Q&A Highlights: Inclusion in the Classroom
By AACT on April 3, 2023
If you missed our Office Hours Webinar about inclusion in the science classroom, this article highlights our Q&A session with Hillsborough High School teachers Anjana Iyer and Cathy Zavacki. Anjana and Cathy use their experience teaching special education and chemistry to explain how teachers can make learning chemistry at any level easier for students with disabilities.
Q: With neurodivergent types, how do you make sure they get valuable practice without making it too overwhelming for them?
Cathy: Part of it in the beginning is working with your students emotionally. Really analyzing – what did you put into this and what did you get out of it? We have a quote from our superintendent “If you do the work, the grade will come.” We repeat to our students constantly. It’s about the learning.
We give them the example: “Do you want to take your driver’s test the first day you get in the car? No, you don’t.” In our class – today is the first day you receive this [new material], so this is your first day “behind the wheel.” I don’t want to assess you right now and you don’t want to be assessed on it yet, so what work can we put in until you are ready to take the “driver’s test”?
We also teach our students to self-reflect using phrases such as: I didn’t spend a lot of time on this one, I didn’t put the work in, etc. One student reflected that it helped him have a little bit more positive pressure that the learning was something they valued.
Anjana: In second and third marking period, they know the statement – it’s about the learning!

· · · · · · ·

§ TASKS TO PERFORM
1) In the inclusion Q&A, at which school do Anjana Iyer and Cathy Zavacki teach?
2) Retype the inclusion Q&A from "Cathy: Part of" up to and including "about the learning.".
Rely only on the inclusion Q&A above.

Records from a data collection:

· · · · · · ·

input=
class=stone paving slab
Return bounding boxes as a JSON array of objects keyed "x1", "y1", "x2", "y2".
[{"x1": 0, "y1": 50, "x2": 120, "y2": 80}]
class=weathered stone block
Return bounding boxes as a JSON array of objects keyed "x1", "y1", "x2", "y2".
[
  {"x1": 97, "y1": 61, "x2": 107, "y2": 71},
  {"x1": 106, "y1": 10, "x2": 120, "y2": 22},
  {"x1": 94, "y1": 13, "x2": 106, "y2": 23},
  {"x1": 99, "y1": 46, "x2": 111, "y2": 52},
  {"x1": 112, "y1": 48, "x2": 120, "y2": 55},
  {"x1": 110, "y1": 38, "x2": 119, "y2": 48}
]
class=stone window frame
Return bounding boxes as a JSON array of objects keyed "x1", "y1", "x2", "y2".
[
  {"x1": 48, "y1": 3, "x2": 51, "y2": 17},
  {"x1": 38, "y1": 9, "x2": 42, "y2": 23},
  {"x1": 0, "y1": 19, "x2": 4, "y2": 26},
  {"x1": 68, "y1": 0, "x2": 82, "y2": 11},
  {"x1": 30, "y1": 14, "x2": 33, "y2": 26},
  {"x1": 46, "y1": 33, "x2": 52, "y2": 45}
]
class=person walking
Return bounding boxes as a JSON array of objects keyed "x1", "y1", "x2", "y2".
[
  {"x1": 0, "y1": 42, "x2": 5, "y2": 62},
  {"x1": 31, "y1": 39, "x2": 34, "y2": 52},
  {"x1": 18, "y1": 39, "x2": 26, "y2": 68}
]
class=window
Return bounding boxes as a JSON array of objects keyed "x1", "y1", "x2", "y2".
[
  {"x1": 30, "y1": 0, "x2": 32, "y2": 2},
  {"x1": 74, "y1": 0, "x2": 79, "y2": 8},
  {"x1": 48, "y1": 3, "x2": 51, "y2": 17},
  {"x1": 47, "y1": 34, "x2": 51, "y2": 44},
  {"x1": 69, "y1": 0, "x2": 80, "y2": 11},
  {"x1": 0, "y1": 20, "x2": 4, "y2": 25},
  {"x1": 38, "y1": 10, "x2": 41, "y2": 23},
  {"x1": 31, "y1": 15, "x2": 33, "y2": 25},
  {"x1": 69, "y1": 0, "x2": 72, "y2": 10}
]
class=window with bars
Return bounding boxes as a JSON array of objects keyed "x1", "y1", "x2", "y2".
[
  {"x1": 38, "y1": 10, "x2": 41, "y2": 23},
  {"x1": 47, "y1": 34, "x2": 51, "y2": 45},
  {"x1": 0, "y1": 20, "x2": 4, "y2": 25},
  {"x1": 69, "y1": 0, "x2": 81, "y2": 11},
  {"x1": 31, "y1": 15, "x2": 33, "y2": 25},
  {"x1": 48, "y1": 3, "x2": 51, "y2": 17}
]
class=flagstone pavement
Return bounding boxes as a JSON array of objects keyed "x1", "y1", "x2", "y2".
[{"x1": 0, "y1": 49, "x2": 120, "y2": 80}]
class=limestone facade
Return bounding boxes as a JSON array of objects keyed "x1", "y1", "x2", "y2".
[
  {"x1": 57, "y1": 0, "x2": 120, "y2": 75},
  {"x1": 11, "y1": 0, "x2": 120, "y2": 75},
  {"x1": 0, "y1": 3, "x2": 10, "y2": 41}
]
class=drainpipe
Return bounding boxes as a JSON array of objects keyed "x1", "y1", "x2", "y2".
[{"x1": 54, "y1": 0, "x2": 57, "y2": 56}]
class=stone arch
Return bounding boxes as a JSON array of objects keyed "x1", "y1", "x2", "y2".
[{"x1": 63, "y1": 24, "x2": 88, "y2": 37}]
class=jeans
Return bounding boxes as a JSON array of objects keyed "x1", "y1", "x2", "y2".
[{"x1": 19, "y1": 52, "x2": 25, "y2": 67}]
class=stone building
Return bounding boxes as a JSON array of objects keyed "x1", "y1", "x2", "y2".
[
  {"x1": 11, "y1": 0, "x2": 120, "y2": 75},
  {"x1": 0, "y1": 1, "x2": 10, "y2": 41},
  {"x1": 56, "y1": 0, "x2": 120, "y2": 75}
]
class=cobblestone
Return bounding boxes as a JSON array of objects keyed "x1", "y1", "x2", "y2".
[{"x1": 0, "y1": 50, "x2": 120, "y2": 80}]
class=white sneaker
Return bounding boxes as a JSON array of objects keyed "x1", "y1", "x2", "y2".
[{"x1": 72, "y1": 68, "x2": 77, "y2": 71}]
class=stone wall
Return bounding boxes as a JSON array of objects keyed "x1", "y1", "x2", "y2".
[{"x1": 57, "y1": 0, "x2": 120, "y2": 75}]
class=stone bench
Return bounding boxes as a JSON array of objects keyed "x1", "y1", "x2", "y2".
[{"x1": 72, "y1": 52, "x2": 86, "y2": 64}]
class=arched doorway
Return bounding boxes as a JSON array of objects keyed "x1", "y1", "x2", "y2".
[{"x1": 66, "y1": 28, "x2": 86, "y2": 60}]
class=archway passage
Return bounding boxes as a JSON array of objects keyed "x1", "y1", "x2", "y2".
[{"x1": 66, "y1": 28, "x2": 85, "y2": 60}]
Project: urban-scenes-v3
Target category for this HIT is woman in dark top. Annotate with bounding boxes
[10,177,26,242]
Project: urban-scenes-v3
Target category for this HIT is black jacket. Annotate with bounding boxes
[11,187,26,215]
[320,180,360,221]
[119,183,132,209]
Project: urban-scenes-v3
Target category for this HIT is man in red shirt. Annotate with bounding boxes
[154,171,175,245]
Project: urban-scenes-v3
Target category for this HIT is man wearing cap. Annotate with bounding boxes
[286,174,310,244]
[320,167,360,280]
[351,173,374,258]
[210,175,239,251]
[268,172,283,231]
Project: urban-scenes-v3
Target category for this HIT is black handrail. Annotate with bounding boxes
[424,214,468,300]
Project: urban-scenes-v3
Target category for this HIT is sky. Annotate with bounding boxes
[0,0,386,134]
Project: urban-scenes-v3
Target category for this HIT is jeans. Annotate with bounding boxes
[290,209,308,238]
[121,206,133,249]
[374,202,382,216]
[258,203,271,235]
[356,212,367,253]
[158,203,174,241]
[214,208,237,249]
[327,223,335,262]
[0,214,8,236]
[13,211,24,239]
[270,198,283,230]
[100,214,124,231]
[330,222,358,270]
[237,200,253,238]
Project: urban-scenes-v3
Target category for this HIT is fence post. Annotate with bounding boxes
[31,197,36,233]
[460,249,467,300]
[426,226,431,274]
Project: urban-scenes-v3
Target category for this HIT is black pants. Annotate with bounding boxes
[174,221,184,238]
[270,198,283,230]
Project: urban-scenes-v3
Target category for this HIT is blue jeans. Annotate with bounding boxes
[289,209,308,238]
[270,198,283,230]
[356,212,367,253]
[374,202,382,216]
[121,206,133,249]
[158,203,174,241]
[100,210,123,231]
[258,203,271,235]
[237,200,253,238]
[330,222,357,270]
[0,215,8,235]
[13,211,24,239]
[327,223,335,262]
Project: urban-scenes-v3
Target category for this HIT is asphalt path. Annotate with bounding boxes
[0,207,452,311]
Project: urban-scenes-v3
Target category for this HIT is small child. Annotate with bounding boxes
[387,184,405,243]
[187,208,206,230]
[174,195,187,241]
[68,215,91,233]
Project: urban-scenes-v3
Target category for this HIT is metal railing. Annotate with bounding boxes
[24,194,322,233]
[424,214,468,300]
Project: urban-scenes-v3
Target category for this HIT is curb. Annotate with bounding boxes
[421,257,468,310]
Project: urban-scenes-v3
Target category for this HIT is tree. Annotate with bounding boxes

· · · · · · ·

§ RESULTS
1) Hillsborough High School.

2)
Cathy: Part of it in the beginning is working with your students emotionally. Really analyzing – what did you put into this and what did you get out of it? We have a quote from our superintendent “If you do the work, the grade will come.” We repeat to our students constantly. It’s about the learning.